*ÉNONCÉ DE LA TÂCHE*. Indiquez le nombre de lignes de la liste ci-dessous qui contiennent la chaîne « trim », sans rien ajouter d'autre.

*SUPPORT DE TRAVAIL*.
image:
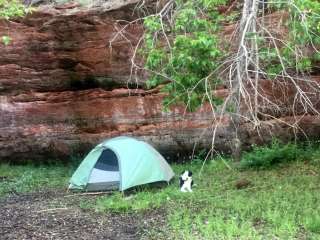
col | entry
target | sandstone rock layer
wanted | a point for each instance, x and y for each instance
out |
(65, 84)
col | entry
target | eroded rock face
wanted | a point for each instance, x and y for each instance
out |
(63, 89)
(57, 50)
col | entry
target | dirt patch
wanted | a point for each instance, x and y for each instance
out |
(53, 215)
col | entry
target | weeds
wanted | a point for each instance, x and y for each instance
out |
(19, 179)
(280, 203)
(278, 152)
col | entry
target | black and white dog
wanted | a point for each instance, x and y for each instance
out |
(186, 181)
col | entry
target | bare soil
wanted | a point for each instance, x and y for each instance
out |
(57, 215)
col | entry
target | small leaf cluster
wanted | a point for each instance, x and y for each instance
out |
(8, 9)
(304, 33)
(184, 52)
(11, 8)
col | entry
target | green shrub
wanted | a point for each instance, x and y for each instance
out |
(275, 153)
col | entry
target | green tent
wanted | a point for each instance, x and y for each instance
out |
(120, 163)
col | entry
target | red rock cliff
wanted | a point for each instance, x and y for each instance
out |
(63, 89)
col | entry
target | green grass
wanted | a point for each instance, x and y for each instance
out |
(28, 178)
(282, 201)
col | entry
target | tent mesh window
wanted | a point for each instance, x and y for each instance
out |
(105, 174)
(107, 161)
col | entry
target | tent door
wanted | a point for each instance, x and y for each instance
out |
(105, 175)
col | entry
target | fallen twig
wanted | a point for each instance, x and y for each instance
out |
(52, 209)
(87, 193)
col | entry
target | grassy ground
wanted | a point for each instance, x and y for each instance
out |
(27, 178)
(281, 202)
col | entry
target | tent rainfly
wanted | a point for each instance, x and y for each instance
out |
(120, 163)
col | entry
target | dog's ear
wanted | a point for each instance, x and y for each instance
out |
(180, 182)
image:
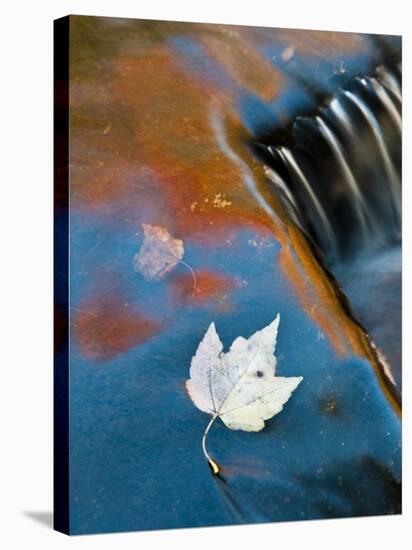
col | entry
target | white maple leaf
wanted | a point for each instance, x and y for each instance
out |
(240, 386)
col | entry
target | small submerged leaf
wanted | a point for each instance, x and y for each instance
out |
(159, 253)
(240, 386)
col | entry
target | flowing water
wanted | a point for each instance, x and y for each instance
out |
(340, 181)
(162, 115)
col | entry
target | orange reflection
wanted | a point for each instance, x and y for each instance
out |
(106, 326)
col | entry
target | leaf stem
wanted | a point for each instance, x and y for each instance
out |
(213, 465)
(192, 272)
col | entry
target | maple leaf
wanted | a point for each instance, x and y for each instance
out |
(159, 254)
(240, 386)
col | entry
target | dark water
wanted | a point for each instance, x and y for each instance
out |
(161, 117)
(340, 182)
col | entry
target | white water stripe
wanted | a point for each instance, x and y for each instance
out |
(386, 101)
(358, 201)
(215, 119)
(393, 178)
(290, 161)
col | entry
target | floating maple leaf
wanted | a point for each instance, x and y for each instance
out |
(159, 254)
(238, 386)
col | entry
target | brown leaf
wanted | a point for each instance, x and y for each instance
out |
(159, 253)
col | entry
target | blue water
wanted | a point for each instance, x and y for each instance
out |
(136, 459)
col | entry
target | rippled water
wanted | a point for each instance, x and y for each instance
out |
(163, 116)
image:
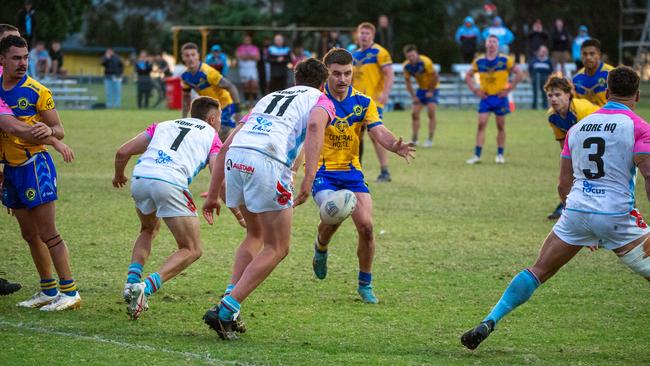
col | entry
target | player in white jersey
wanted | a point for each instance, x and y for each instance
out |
(597, 182)
(256, 164)
(173, 152)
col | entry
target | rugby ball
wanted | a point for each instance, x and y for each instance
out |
(337, 207)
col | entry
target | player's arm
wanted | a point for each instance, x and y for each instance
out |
(135, 146)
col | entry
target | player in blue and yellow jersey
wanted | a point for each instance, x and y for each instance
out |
(340, 167)
(207, 81)
(373, 76)
(493, 69)
(565, 112)
(422, 69)
(591, 81)
(29, 187)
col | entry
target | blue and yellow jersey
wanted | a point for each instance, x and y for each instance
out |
(493, 74)
(205, 82)
(343, 134)
(26, 100)
(592, 87)
(578, 109)
(368, 70)
(423, 71)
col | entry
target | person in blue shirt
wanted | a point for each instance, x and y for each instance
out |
(503, 34)
(468, 36)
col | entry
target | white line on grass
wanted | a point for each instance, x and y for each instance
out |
(205, 357)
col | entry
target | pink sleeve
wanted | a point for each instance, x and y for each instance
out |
(4, 108)
(641, 136)
(325, 103)
(216, 145)
(566, 151)
(150, 130)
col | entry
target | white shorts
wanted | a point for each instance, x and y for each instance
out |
(248, 71)
(166, 199)
(606, 231)
(257, 181)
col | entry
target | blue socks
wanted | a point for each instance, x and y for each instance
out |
(519, 290)
(365, 279)
(229, 307)
(135, 273)
(153, 283)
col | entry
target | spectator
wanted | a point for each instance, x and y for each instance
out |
(503, 34)
(113, 69)
(560, 45)
(583, 35)
(39, 61)
(143, 68)
(468, 36)
(27, 23)
(536, 38)
(279, 57)
(385, 35)
(218, 60)
(56, 55)
(248, 55)
(540, 68)
(162, 70)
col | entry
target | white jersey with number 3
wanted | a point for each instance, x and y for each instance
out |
(178, 150)
(602, 148)
(277, 125)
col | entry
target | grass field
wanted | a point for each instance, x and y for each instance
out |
(449, 239)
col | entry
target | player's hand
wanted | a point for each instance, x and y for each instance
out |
(209, 207)
(405, 150)
(119, 181)
(65, 151)
(40, 130)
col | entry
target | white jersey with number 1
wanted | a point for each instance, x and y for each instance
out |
(277, 125)
(178, 150)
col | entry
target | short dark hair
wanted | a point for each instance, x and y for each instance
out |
(592, 42)
(189, 46)
(623, 81)
(559, 82)
(337, 56)
(12, 41)
(410, 47)
(202, 106)
(7, 28)
(311, 72)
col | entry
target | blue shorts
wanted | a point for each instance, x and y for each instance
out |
(493, 103)
(30, 185)
(226, 116)
(422, 96)
(352, 180)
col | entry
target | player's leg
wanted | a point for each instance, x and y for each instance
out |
(483, 118)
(362, 218)
(555, 253)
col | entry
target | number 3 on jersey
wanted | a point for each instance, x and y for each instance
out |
(596, 157)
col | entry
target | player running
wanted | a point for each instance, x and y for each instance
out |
(597, 182)
(373, 76)
(256, 164)
(29, 187)
(565, 111)
(591, 81)
(493, 69)
(421, 67)
(339, 166)
(173, 153)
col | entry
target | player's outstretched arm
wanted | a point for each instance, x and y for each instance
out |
(135, 146)
(386, 139)
(318, 119)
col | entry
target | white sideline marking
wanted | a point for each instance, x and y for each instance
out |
(205, 357)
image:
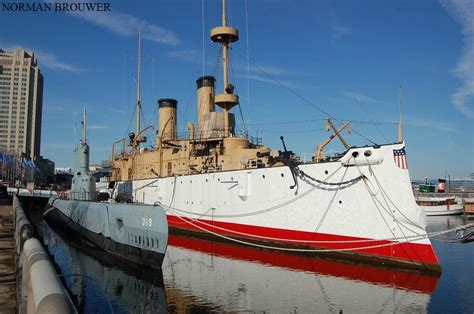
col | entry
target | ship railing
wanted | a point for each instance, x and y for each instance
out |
(80, 196)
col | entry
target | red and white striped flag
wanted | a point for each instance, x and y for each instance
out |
(400, 157)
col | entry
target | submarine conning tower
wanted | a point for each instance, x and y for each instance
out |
(83, 183)
(167, 119)
(225, 35)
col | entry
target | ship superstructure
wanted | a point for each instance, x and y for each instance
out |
(217, 183)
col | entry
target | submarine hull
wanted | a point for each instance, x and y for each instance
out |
(138, 233)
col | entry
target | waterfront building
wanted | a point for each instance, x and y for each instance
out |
(21, 102)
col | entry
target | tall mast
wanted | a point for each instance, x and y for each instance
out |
(84, 127)
(139, 105)
(400, 135)
(225, 35)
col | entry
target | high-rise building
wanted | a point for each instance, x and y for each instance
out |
(21, 102)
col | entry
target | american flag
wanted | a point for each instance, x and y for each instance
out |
(400, 157)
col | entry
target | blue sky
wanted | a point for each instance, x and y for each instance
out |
(347, 58)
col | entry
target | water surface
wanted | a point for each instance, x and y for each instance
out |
(207, 276)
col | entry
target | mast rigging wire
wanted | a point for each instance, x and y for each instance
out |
(307, 101)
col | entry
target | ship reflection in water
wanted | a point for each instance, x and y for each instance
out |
(207, 276)
(236, 278)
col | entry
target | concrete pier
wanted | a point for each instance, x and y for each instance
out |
(8, 302)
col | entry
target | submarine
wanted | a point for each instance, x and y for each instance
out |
(135, 232)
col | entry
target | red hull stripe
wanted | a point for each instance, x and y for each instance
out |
(414, 252)
(385, 277)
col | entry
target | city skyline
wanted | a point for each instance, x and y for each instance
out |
(306, 59)
(21, 101)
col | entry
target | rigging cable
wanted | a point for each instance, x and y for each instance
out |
(248, 59)
(308, 102)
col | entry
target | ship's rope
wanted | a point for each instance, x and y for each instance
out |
(415, 238)
(272, 208)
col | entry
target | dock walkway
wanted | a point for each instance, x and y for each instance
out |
(7, 259)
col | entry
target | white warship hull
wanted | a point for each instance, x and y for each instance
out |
(360, 206)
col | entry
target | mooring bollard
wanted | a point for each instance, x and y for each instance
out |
(45, 292)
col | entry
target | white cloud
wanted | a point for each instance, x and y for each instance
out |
(463, 98)
(97, 127)
(127, 25)
(362, 98)
(45, 59)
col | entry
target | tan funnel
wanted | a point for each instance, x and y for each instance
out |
(205, 94)
(167, 119)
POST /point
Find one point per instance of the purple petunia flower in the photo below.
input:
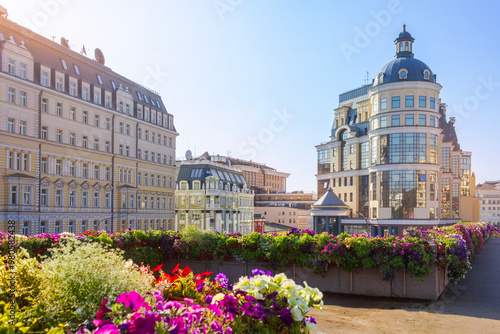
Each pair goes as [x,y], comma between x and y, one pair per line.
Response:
[222,280]
[132,300]
[107,329]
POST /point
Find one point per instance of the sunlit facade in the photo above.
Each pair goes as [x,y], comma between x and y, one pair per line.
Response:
[81,147]
[393,157]
[213,195]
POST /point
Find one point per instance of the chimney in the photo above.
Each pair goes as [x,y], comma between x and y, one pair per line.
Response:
[3,12]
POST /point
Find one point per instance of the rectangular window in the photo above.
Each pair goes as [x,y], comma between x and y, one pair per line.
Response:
[72,168]
[44,165]
[383,104]
[44,132]
[22,71]
[22,99]
[383,121]
[422,101]
[395,102]
[10,125]
[59,109]
[12,67]
[27,195]
[59,136]
[107,201]
[44,198]
[59,167]
[22,127]
[97,97]
[59,84]
[45,79]
[12,95]
[409,101]
[72,113]
[85,199]
[421,120]
[409,120]
[45,103]
[13,195]
[72,88]
[85,93]
[59,201]
[72,198]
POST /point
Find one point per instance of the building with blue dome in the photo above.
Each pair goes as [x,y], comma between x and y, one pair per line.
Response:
[393,157]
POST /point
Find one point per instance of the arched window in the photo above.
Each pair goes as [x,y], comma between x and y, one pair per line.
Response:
[426,74]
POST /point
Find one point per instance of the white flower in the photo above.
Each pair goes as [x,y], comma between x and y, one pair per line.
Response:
[310,326]
[217,297]
[297,314]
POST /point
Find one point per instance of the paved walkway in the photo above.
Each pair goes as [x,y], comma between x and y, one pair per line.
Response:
[470,306]
[478,294]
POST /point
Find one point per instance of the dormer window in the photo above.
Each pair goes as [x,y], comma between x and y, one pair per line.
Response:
[381,78]
[403,73]
[427,74]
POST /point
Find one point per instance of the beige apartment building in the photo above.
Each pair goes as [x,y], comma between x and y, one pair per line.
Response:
[213,195]
[289,209]
[393,156]
[261,178]
[488,194]
[81,147]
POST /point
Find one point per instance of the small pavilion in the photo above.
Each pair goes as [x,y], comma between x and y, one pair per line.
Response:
[327,213]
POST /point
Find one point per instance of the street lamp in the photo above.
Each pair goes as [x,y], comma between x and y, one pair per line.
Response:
[100,221]
[366,221]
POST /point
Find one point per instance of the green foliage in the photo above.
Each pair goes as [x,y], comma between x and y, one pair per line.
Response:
[79,276]
[27,278]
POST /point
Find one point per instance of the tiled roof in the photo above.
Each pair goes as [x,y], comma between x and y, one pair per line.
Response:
[49,53]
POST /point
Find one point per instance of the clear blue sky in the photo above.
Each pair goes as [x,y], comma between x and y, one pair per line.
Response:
[260,79]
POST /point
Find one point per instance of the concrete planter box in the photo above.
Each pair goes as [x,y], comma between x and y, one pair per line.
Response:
[366,282]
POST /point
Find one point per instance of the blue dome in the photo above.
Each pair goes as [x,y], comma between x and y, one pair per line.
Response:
[415,71]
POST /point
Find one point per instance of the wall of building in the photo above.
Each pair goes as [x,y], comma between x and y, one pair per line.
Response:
[73,150]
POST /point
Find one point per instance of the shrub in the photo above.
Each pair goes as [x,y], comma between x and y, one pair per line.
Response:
[27,275]
[78,276]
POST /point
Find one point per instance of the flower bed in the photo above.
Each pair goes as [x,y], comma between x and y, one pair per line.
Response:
[450,247]
[70,292]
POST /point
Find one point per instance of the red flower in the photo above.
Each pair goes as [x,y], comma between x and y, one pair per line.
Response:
[186,271]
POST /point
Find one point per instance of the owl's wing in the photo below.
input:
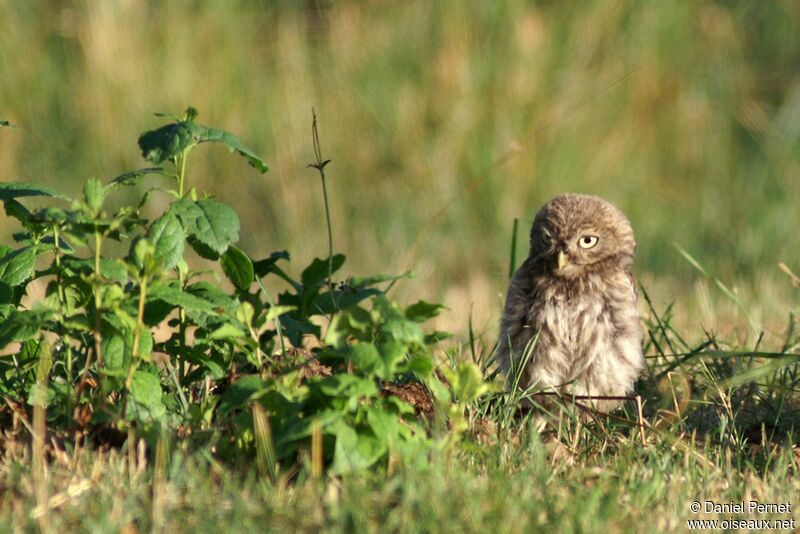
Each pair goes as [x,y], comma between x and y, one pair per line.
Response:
[512,327]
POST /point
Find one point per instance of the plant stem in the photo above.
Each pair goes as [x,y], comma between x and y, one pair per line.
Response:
[181,166]
[98,300]
[181,336]
[320,164]
[277,319]
[137,332]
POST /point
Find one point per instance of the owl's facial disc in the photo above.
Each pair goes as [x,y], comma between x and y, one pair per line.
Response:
[573,254]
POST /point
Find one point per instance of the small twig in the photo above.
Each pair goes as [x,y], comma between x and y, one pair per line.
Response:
[641,419]
[320,164]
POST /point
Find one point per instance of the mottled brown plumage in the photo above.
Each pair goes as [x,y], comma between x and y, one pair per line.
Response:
[571,322]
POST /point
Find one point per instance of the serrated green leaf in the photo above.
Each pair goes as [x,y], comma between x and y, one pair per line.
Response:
[145,401]
[214,369]
[22,325]
[362,281]
[114,361]
[317,271]
[238,268]
[240,392]
[41,395]
[265,266]
[212,223]
[171,140]
[392,352]
[276,311]
[133,177]
[366,357]
[420,365]
[176,297]
[167,237]
[93,194]
[348,386]
[355,451]
[227,331]
[215,135]
[18,266]
[167,142]
[467,382]
[213,294]
[422,311]
[112,269]
[9,190]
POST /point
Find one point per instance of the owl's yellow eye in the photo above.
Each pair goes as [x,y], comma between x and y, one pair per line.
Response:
[587,241]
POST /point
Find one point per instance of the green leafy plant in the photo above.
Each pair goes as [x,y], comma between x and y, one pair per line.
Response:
[232,369]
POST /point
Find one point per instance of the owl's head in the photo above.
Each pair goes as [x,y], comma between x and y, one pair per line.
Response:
[576,234]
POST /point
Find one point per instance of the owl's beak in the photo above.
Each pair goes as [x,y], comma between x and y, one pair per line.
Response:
[561,261]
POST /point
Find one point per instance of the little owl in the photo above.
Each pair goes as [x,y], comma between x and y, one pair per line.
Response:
[571,322]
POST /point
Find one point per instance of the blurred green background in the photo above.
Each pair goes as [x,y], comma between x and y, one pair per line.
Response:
[444,120]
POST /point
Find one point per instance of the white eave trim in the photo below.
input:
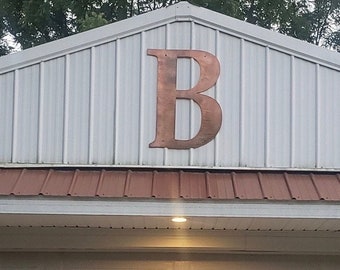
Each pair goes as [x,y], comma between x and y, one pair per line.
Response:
[236,209]
[243,215]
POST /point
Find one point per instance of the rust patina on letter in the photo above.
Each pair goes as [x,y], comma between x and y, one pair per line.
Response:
[211,113]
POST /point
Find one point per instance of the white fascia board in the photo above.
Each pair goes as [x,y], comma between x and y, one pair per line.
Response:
[182,11]
[147,208]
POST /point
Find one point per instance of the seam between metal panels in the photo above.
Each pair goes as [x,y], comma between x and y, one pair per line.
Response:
[91,109]
[15,115]
[241,116]
[292,109]
[317,111]
[191,102]
[217,87]
[116,110]
[266,109]
[141,97]
[66,108]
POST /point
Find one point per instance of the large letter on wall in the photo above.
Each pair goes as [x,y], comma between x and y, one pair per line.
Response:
[211,113]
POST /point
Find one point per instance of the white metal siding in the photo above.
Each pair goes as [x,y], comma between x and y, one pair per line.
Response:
[97,105]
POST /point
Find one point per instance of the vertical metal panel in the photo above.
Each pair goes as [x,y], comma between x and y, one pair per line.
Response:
[203,38]
[79,95]
[254,106]
[329,115]
[180,38]
[52,111]
[6,115]
[304,114]
[155,38]
[228,92]
[104,103]
[27,115]
[278,113]
[127,114]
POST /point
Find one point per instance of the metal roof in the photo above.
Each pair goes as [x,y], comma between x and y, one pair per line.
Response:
[178,184]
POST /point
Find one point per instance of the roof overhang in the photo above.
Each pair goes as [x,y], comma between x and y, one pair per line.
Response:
[157,214]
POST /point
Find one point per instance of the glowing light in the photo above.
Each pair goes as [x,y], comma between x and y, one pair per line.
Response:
[179,219]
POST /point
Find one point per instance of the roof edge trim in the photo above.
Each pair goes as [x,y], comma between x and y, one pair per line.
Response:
[225,209]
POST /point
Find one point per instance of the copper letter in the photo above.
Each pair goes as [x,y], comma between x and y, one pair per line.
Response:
[211,113]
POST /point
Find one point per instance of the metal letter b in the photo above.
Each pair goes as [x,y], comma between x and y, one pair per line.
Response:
[211,113]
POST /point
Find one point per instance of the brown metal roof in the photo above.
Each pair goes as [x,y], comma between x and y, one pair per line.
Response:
[171,184]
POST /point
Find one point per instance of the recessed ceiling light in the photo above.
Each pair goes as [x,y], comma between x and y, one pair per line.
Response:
[179,219]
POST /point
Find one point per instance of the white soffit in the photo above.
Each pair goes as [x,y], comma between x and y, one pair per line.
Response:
[252,215]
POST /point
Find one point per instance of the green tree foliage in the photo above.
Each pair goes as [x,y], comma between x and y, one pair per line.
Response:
[33,22]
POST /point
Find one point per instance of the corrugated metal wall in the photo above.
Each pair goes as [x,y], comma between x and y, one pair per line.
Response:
[98,105]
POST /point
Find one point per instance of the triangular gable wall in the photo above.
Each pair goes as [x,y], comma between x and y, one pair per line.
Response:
[90,99]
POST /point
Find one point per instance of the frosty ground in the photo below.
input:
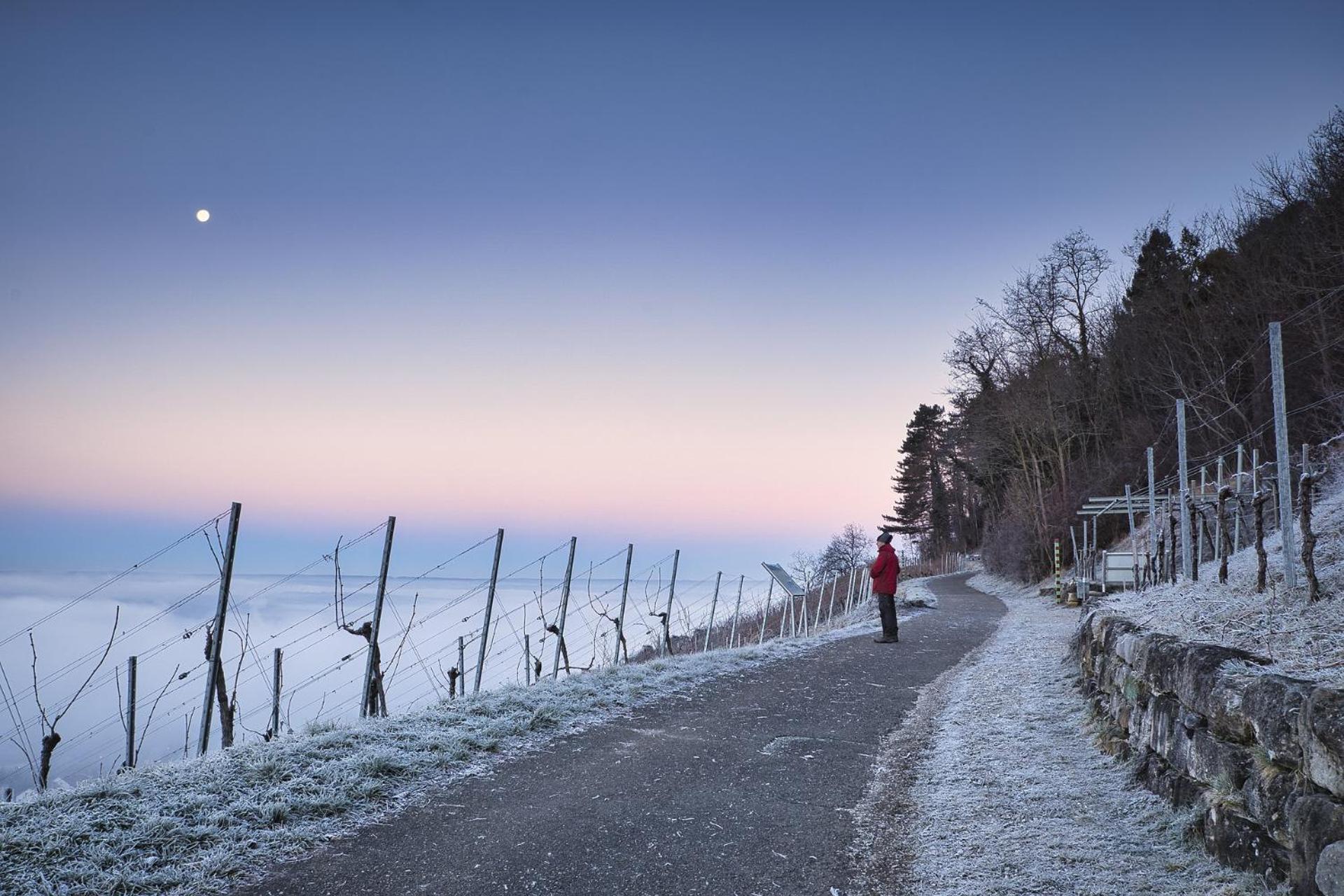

*RÉPONSE ATTENDUE*. 2